:: Your assignment ::
Would you print all of the records below exactly, without skipping any?

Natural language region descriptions
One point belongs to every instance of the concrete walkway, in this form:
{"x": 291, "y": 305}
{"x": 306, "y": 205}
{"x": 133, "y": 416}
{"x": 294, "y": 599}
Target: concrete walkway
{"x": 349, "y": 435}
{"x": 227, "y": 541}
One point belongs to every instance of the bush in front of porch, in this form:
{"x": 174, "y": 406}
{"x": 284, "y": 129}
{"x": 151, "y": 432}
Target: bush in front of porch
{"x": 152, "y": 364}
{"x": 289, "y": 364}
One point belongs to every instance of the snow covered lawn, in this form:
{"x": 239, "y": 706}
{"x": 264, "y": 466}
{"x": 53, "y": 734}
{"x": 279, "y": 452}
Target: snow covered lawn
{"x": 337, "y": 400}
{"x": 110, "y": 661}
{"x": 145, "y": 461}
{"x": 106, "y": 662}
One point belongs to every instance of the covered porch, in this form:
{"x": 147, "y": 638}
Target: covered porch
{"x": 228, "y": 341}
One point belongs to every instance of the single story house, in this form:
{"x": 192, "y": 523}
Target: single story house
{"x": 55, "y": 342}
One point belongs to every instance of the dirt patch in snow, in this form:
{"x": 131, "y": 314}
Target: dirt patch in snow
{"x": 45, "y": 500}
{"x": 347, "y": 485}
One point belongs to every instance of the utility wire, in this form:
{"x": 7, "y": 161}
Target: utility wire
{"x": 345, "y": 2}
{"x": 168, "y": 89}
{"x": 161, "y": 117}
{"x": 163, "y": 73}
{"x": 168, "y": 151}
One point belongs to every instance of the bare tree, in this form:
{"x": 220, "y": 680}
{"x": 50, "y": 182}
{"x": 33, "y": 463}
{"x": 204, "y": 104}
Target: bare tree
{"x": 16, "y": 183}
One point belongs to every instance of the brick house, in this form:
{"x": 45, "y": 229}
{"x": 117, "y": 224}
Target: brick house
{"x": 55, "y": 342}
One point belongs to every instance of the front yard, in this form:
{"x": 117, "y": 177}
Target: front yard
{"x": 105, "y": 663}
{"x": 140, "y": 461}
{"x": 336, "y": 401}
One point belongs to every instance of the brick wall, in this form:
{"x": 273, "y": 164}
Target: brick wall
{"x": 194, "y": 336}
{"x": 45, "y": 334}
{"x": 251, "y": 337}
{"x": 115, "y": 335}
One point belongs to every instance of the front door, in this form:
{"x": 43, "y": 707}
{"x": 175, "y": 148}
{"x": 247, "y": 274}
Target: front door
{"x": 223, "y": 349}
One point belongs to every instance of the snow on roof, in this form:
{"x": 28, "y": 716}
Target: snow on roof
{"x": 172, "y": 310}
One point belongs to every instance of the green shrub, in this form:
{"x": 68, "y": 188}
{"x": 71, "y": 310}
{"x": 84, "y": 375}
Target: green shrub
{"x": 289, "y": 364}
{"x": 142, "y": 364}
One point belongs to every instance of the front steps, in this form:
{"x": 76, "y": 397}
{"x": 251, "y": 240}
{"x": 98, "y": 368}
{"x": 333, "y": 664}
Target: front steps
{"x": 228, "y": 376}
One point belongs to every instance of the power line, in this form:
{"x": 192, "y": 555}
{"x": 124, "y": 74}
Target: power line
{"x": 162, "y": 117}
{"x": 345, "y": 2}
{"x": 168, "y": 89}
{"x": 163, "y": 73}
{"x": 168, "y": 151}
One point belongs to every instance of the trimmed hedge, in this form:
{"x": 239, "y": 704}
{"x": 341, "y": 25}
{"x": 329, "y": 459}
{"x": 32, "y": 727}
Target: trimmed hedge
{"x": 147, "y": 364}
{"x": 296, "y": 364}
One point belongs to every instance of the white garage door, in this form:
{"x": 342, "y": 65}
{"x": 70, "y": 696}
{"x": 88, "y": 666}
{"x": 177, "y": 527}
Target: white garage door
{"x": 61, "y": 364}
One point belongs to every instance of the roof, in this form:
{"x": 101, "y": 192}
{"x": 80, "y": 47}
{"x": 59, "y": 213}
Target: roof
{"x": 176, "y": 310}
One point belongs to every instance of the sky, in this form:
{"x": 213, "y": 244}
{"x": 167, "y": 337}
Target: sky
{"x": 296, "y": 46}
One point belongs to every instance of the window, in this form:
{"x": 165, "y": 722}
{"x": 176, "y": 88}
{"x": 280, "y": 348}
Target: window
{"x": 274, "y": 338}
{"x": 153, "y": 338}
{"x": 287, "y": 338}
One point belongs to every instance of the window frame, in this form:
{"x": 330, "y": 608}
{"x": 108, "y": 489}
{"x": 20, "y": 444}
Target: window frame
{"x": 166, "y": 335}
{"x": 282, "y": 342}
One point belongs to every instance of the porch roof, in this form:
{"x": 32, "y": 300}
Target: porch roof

:: Exercise response ::
One point belongs to every instance of the concrete walkway, in this form:
{"x": 291, "y": 305}
{"x": 306, "y": 205}
{"x": 133, "y": 416}
{"x": 294, "y": 599}
Target: concrete walkway
{"x": 349, "y": 435}
{"x": 227, "y": 541}
One point belongs to every instance of the bush in front of porch, in this form:
{"x": 174, "y": 406}
{"x": 284, "y": 129}
{"x": 151, "y": 432}
Target: bush in front of porch
{"x": 152, "y": 364}
{"x": 289, "y": 364}
One point belongs to every instance of the snow covered lawn, in this form:
{"x": 239, "y": 706}
{"x": 264, "y": 466}
{"x": 53, "y": 734}
{"x": 279, "y": 452}
Target: snow covered lawn
{"x": 337, "y": 400}
{"x": 110, "y": 661}
{"x": 145, "y": 461}
{"x": 106, "y": 662}
One point belongs to every instance of the covered porch, in this form:
{"x": 147, "y": 638}
Target: covered porch
{"x": 228, "y": 341}
One point belongs to every instance of the single story house, in this form:
{"x": 192, "y": 523}
Target: single story house
{"x": 55, "y": 342}
One point belongs to every instance of the dirt patch in snow, in this form:
{"x": 131, "y": 314}
Target: dirt patch in snow
{"x": 45, "y": 500}
{"x": 347, "y": 485}
One point belongs to every instance of the utility wire, in this form:
{"x": 7, "y": 161}
Target: utility wire
{"x": 345, "y": 2}
{"x": 168, "y": 89}
{"x": 161, "y": 117}
{"x": 163, "y": 73}
{"x": 168, "y": 151}
One point belongs to every instance of the bare tree, in this form:
{"x": 220, "y": 680}
{"x": 50, "y": 182}
{"x": 33, "y": 463}
{"x": 204, "y": 104}
Target: bare tree
{"x": 16, "y": 183}
One point belongs to every instance of the brick house, in this form:
{"x": 45, "y": 229}
{"x": 117, "y": 224}
Target: brick house
{"x": 55, "y": 342}
One point belongs to every instance of the front yard, in this form:
{"x": 117, "y": 177}
Target: front yard
{"x": 105, "y": 663}
{"x": 140, "y": 461}
{"x": 336, "y": 401}
One point belongs to every instance of the brick wall, in this form:
{"x": 273, "y": 164}
Target: brick wall
{"x": 194, "y": 336}
{"x": 45, "y": 334}
{"x": 251, "y": 337}
{"x": 115, "y": 335}
One point belongs to every instance of the front door, in this form:
{"x": 43, "y": 707}
{"x": 175, "y": 148}
{"x": 247, "y": 274}
Target: front door
{"x": 223, "y": 349}
One point belongs to every instance of the snow on roof, in this form:
{"x": 28, "y": 716}
Target: snow on roof
{"x": 172, "y": 310}
One point belongs to every instance of the green shrub, in this form:
{"x": 68, "y": 188}
{"x": 71, "y": 310}
{"x": 84, "y": 375}
Target: green shrub
{"x": 289, "y": 364}
{"x": 142, "y": 364}
One point belongs to every instance of the front steps, in this form:
{"x": 76, "y": 397}
{"x": 251, "y": 240}
{"x": 98, "y": 368}
{"x": 333, "y": 664}
Target: front steps
{"x": 228, "y": 376}
One point belongs to every instance of the power line, in this form:
{"x": 192, "y": 555}
{"x": 124, "y": 74}
Target: power line
{"x": 162, "y": 117}
{"x": 345, "y": 2}
{"x": 168, "y": 89}
{"x": 163, "y": 73}
{"x": 168, "y": 151}
One point belongs to every instance of the trimmed hedge, in this form:
{"x": 239, "y": 704}
{"x": 341, "y": 25}
{"x": 329, "y": 459}
{"x": 32, "y": 727}
Target: trimmed hedge
{"x": 147, "y": 364}
{"x": 296, "y": 364}
One point belongs to every instance of the white garage door, in this form:
{"x": 342, "y": 65}
{"x": 70, "y": 696}
{"x": 88, "y": 666}
{"x": 177, "y": 527}
Target: white garage door
{"x": 61, "y": 364}
One point belongs to every instance of the roof, in this form:
{"x": 101, "y": 192}
{"x": 80, "y": 47}
{"x": 59, "y": 213}
Target: roof
{"x": 176, "y": 310}
One point belongs to every instance of the sky, in this form:
{"x": 213, "y": 244}
{"x": 167, "y": 337}
Target: sky
{"x": 296, "y": 46}
One point belongs to every instance of the window, in this form:
{"x": 165, "y": 722}
{"x": 176, "y": 88}
{"x": 280, "y": 348}
Target: window
{"x": 274, "y": 338}
{"x": 153, "y": 338}
{"x": 287, "y": 338}
One point belongs to every instance of the window frame, in this form:
{"x": 330, "y": 608}
{"x": 108, "y": 489}
{"x": 20, "y": 444}
Target: window frame
{"x": 166, "y": 335}
{"x": 282, "y": 342}
One point belongs to every instance of the porch roof, in this form:
{"x": 32, "y": 300}
Target: porch roof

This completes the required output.